Required task – Can you format the stretch of material from its start through the line containing "<point>61,61</point>" as a Markdown table with the columns Row and Line, giving each line its own numbered row, skipping blank lines, and leaving the pictures out?

Records from a dataset:
------------------------------------------------
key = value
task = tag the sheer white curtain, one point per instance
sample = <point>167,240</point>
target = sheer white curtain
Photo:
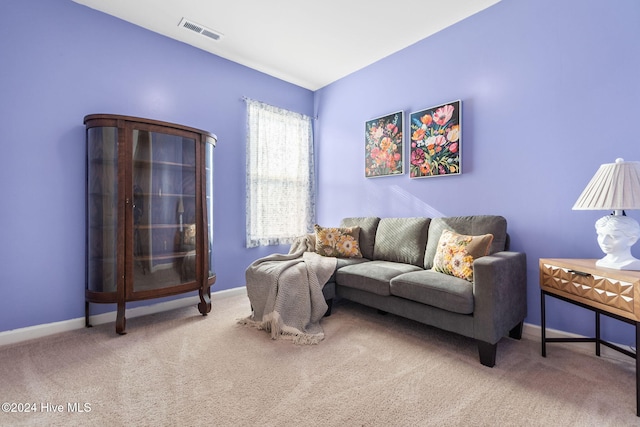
<point>280,193</point>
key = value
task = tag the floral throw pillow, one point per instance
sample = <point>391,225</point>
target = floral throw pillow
<point>456,253</point>
<point>338,242</point>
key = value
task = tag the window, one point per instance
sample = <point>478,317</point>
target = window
<point>280,175</point>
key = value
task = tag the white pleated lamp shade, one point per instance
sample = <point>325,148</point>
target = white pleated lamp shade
<point>615,186</point>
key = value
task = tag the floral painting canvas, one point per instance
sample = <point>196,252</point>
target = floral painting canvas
<point>436,141</point>
<point>384,153</point>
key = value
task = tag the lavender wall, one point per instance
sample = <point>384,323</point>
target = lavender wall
<point>549,91</point>
<point>61,61</point>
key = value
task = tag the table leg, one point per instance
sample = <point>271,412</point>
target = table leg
<point>543,325</point>
<point>597,333</point>
<point>637,370</point>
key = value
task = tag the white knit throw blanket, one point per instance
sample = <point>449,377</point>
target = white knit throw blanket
<point>286,292</point>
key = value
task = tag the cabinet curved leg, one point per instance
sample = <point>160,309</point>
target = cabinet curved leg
<point>205,301</point>
<point>121,321</point>
<point>87,321</point>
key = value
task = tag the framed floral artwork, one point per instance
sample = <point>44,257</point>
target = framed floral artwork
<point>436,141</point>
<point>384,149</point>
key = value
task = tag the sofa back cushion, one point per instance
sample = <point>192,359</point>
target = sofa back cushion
<point>469,225</point>
<point>401,240</point>
<point>368,227</point>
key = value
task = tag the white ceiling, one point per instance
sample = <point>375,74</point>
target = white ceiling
<point>310,44</point>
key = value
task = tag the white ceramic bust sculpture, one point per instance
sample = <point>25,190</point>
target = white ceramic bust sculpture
<point>616,235</point>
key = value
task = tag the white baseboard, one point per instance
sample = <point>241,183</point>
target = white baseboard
<point>38,331</point>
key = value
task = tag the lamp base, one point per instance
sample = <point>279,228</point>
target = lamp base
<point>616,234</point>
<point>632,264</point>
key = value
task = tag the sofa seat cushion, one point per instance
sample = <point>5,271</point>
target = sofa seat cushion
<point>373,276</point>
<point>368,227</point>
<point>343,262</point>
<point>436,289</point>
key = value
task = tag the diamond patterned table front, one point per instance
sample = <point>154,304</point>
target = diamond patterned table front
<point>614,293</point>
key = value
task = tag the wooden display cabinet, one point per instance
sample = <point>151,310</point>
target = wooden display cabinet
<point>149,212</point>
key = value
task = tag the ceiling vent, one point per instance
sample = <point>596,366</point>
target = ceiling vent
<point>200,29</point>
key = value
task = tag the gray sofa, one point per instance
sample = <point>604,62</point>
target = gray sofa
<point>395,275</point>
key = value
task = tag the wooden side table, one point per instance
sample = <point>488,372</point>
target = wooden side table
<point>614,293</point>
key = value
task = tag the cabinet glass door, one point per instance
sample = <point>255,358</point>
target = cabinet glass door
<point>102,209</point>
<point>209,146</point>
<point>163,210</point>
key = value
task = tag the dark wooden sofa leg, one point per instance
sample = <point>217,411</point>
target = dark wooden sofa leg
<point>487,353</point>
<point>329,305</point>
<point>516,332</point>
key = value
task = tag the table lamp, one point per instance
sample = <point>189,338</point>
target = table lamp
<point>616,187</point>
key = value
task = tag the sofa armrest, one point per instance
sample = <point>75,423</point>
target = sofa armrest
<point>500,294</point>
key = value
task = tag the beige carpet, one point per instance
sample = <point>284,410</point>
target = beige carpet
<point>181,369</point>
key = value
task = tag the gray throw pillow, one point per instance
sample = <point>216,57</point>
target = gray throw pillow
<point>401,240</point>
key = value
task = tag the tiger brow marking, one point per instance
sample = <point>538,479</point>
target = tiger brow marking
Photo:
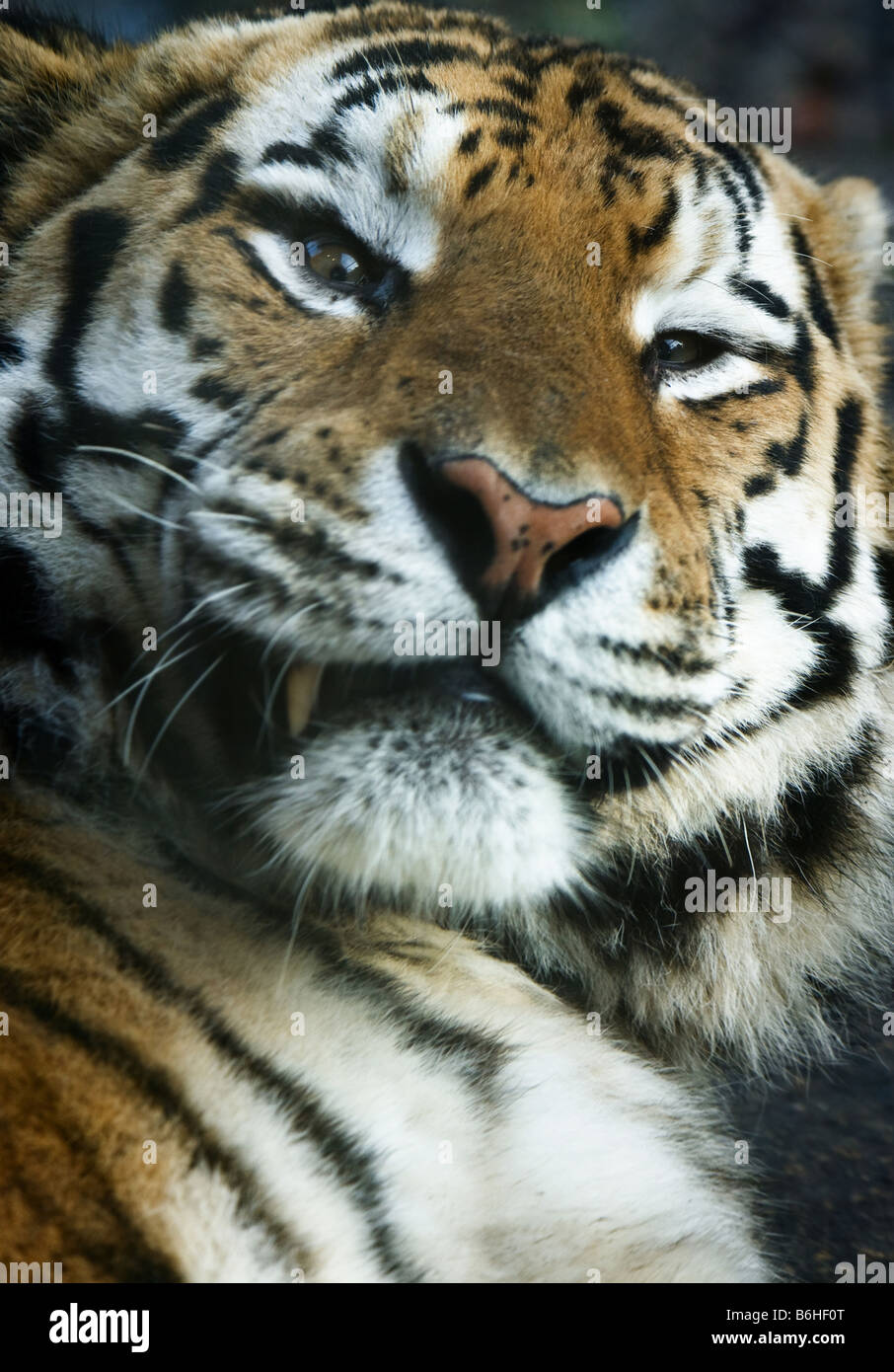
<point>347,1157</point>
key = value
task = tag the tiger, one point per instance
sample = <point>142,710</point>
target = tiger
<point>331,953</point>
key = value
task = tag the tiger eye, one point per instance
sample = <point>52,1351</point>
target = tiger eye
<point>334,263</point>
<point>680,350</point>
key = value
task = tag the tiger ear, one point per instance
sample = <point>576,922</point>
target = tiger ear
<point>45,71</point>
<point>49,76</point>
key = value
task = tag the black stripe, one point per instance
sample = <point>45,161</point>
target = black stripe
<point>788,457</point>
<point>152,1083</point>
<point>95,240</point>
<point>475,1055</point>
<point>817,303</point>
<point>11,348</point>
<point>583,88</point>
<point>176,299</point>
<point>192,132</point>
<point>759,486</point>
<point>660,227</point>
<point>739,161</point>
<point>760,294</point>
<point>294,154</point>
<point>31,618</point>
<point>469,143</point>
<point>849,431</point>
<point>405,52</point>
<point>390,83</point>
<point>509,137</point>
<point>348,1158</point>
<point>481,179</point>
<point>636,140</point>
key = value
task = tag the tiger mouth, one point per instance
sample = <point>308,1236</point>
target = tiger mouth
<point>337,695</point>
<point>317,693</point>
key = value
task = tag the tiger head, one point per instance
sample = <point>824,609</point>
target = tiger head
<point>460,471</point>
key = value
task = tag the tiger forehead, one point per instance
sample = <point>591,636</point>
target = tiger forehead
<point>506,113</point>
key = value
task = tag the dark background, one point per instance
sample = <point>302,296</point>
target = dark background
<point>823,1142</point>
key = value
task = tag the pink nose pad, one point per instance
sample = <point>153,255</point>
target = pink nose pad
<point>527,533</point>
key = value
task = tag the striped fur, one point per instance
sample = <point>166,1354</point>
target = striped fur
<point>433,1115</point>
<point>249,463</point>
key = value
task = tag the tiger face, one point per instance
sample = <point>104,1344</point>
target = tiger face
<point>451,454</point>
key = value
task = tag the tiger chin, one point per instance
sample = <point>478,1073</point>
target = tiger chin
<point>336,323</point>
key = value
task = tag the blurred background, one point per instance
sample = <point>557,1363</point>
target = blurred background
<point>823,1143</point>
<point>830,60</point>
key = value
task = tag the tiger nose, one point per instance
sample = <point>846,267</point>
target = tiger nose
<point>532,539</point>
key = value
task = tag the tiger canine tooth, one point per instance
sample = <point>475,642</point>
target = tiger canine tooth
<point>301,695</point>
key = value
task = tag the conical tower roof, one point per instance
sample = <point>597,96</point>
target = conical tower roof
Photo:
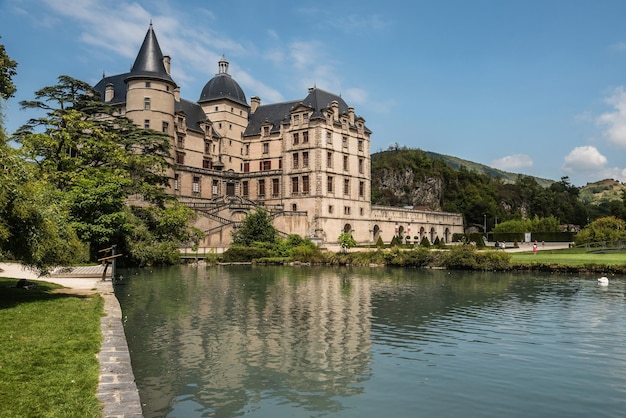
<point>149,61</point>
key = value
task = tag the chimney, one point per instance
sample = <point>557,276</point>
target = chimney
<point>255,102</point>
<point>109,92</point>
<point>166,63</point>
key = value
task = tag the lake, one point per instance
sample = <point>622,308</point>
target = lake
<point>252,341</point>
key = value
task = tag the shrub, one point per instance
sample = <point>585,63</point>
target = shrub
<point>243,254</point>
<point>461,257</point>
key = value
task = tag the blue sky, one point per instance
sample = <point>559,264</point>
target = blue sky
<point>533,87</point>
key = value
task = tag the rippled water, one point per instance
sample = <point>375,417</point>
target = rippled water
<point>345,342</point>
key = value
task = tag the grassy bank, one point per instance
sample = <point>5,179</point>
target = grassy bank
<point>48,352</point>
<point>571,259</point>
<point>468,257</point>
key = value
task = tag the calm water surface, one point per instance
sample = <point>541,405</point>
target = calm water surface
<point>348,342</point>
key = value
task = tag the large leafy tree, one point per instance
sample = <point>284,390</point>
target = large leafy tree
<point>257,226</point>
<point>7,72</point>
<point>34,224</point>
<point>97,160</point>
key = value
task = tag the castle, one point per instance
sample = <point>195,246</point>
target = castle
<point>306,161</point>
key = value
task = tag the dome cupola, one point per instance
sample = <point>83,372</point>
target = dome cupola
<point>223,86</point>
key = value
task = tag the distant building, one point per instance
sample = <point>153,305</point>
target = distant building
<point>306,161</point>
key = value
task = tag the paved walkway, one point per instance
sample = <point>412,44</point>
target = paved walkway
<point>116,387</point>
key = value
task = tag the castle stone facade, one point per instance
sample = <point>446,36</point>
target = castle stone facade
<point>306,161</point>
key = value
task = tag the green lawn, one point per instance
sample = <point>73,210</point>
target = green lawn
<point>48,352</point>
<point>574,257</point>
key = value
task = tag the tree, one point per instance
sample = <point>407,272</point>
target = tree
<point>7,72</point>
<point>96,159</point>
<point>81,137</point>
<point>346,241</point>
<point>257,226</point>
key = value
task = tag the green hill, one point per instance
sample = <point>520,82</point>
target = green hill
<point>505,176</point>
<point>603,191</point>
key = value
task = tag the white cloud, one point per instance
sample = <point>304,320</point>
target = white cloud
<point>613,123</point>
<point>513,162</point>
<point>586,158</point>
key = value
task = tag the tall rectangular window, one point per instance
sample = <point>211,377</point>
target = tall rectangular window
<point>294,186</point>
<point>275,187</point>
<point>195,185</point>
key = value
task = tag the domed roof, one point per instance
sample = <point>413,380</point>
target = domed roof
<point>223,86</point>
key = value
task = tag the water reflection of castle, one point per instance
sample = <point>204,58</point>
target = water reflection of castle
<point>285,339</point>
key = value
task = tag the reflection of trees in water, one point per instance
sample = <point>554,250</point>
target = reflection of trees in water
<point>232,338</point>
<point>246,334</point>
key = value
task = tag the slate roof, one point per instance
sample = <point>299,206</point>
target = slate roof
<point>149,64</point>
<point>149,61</point>
<point>223,86</point>
<point>317,99</point>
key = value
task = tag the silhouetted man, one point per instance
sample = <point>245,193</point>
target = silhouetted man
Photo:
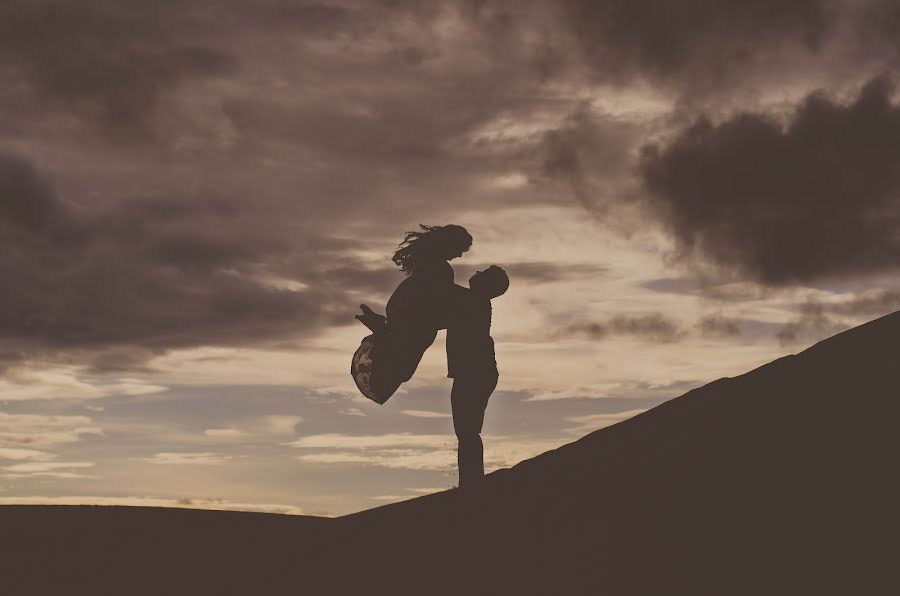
<point>472,365</point>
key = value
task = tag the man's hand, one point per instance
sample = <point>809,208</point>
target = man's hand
<point>371,319</point>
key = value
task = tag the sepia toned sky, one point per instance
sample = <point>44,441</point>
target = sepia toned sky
<point>196,195</point>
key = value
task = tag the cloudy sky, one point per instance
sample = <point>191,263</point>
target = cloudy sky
<point>196,195</point>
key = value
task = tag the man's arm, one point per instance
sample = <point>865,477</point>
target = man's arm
<point>371,319</point>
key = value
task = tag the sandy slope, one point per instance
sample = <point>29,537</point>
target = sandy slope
<point>780,481</point>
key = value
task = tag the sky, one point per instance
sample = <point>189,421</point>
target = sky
<point>196,195</point>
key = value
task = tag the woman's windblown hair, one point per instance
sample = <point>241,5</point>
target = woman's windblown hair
<point>433,242</point>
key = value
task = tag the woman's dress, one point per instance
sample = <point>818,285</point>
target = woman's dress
<point>415,312</point>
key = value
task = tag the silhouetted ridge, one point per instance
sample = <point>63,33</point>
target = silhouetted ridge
<point>778,481</point>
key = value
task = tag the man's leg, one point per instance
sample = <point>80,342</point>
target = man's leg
<point>468,399</point>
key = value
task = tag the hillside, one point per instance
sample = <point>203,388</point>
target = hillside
<point>779,481</point>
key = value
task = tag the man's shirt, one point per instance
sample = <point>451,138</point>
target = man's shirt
<point>470,348</point>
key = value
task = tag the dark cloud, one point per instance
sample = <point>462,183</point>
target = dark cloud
<point>870,304</point>
<point>812,324</point>
<point>653,327</point>
<point>135,279</point>
<point>110,62</point>
<point>692,42</point>
<point>534,272</point>
<point>719,326</point>
<point>815,198</point>
<point>815,320</point>
<point>589,153</point>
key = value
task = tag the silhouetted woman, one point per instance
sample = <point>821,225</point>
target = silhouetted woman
<point>415,311</point>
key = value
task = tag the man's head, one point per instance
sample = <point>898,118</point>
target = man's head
<point>491,282</point>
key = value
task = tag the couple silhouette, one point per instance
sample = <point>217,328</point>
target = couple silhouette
<point>425,302</point>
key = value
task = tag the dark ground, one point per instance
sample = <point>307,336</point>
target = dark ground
<point>779,481</point>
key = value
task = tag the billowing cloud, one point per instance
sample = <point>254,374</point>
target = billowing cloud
<point>654,327</point>
<point>188,458</point>
<point>817,197</point>
<point>111,63</point>
<point>185,503</point>
<point>117,285</point>
<point>689,42</point>
<point>53,469</point>
<point>719,326</point>
<point>36,431</point>
<point>414,452</point>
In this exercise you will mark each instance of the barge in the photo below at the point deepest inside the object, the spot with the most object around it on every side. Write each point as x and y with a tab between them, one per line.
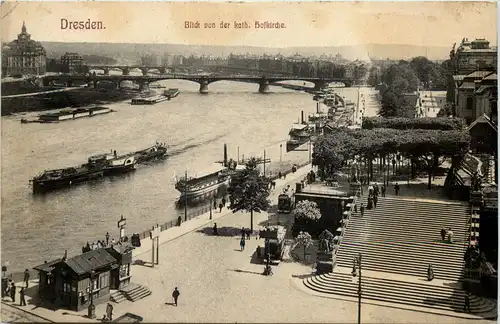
68	114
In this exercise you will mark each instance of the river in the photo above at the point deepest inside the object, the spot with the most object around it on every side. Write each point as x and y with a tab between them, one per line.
195	126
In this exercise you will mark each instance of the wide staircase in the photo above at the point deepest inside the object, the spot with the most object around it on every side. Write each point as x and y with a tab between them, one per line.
397	241
132	293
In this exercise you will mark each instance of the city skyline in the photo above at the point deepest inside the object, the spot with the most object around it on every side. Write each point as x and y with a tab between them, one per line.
356	23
------------------------------------------------
Answer to the exercise –
| Row | Line |
|---|---|
| 1 | key = value |
| 2 | task = tag the sheer white curtain, one point per instance |
| 3 | sample = <point>167,240</point> |
| 4 | target = sheer white curtain |
| 5 | Photo: |
| 6 | <point>280,193</point> |
| 7 | key = value |
| 8 | task = tag the floral throw pillow, one point per instance |
| 9 | sample = <point>391,225</point> |
| 10 | target = floral throw pillow |
| 11 | <point>456,253</point> |
| 12 | <point>338,242</point> |
| 13 | key = value |
| 14 | task = tag the window, one point per instance |
| 15 | sample = <point>478,317</point> |
| 16 | target = window |
| 17 | <point>280,175</point> |
| 18 | key = value |
| 19 | task = tag the white pleated lamp shade, one point per instance |
| 20 | sample = <point>325,148</point> |
| 21 | target = white pleated lamp shade |
| 22 | <point>615,186</point> |
| 23 | key = value |
| 24 | task = tag the floral painting canvas, one point per instance |
| 25 | sample = <point>196,252</point> |
| 26 | target = floral painting canvas |
| 27 | <point>436,141</point> |
| 28 | <point>384,153</point> |
| 29 | key = value |
| 30 | task = tag the lavender wall, one point per instance |
| 31 | sample = <point>384,323</point> |
| 32 | target = lavender wall |
| 33 | <point>549,91</point> |
| 34 | <point>61,61</point> |